**** Exercise input ****

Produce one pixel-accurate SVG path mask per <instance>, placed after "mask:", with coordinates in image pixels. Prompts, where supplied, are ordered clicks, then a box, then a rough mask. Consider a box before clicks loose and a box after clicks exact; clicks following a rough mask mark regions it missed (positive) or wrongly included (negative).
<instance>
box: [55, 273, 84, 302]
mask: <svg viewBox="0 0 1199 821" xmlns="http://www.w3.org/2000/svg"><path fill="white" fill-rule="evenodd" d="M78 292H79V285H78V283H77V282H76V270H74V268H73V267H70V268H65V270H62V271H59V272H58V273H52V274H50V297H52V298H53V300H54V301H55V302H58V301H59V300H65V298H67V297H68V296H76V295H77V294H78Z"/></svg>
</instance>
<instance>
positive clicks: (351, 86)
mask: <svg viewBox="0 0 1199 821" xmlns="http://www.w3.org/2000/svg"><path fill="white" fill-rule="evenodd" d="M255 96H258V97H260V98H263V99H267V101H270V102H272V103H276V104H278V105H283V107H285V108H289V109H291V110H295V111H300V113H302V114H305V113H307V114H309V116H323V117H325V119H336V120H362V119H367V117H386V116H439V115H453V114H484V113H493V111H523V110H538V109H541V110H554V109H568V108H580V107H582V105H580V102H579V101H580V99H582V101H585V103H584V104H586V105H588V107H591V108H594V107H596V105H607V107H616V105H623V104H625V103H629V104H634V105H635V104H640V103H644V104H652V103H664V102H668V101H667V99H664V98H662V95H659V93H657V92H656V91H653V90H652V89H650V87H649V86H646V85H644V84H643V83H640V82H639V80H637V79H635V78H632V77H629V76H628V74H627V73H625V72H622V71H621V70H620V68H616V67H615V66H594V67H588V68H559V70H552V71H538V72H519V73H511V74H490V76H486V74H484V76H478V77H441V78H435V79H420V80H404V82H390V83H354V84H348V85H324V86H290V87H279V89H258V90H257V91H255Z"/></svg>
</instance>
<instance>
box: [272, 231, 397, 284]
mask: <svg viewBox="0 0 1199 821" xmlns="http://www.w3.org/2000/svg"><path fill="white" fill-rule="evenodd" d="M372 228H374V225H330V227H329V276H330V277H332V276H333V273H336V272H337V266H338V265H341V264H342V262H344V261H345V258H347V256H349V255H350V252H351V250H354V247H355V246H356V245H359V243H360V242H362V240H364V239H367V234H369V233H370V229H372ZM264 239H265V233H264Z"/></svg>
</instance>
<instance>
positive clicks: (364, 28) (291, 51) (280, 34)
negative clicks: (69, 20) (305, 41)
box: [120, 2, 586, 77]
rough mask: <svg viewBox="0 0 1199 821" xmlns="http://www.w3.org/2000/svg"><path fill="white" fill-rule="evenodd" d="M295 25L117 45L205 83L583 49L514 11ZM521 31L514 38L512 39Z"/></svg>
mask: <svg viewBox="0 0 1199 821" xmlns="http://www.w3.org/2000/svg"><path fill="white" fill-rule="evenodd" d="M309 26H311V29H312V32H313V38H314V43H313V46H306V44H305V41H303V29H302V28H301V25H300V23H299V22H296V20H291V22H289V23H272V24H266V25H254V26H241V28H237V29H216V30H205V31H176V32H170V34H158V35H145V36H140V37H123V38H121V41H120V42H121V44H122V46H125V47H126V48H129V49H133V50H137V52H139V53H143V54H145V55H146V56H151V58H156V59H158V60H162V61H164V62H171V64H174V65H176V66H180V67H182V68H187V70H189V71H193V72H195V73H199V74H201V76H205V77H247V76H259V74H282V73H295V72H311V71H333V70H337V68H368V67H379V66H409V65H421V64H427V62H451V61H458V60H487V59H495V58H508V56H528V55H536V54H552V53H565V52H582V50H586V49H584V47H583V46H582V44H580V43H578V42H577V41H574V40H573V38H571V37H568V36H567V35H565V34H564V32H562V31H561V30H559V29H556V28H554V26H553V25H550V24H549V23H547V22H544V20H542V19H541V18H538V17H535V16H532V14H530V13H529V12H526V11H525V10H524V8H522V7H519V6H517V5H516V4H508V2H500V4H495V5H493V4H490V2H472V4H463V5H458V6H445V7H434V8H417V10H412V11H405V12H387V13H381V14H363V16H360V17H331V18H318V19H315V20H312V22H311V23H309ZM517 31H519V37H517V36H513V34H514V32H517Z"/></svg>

****

▶ _Goal of the exercise_
Within the material, count the lines where the word "negative" appears. The reply is that number and nothing more.

▶ _Response box_
2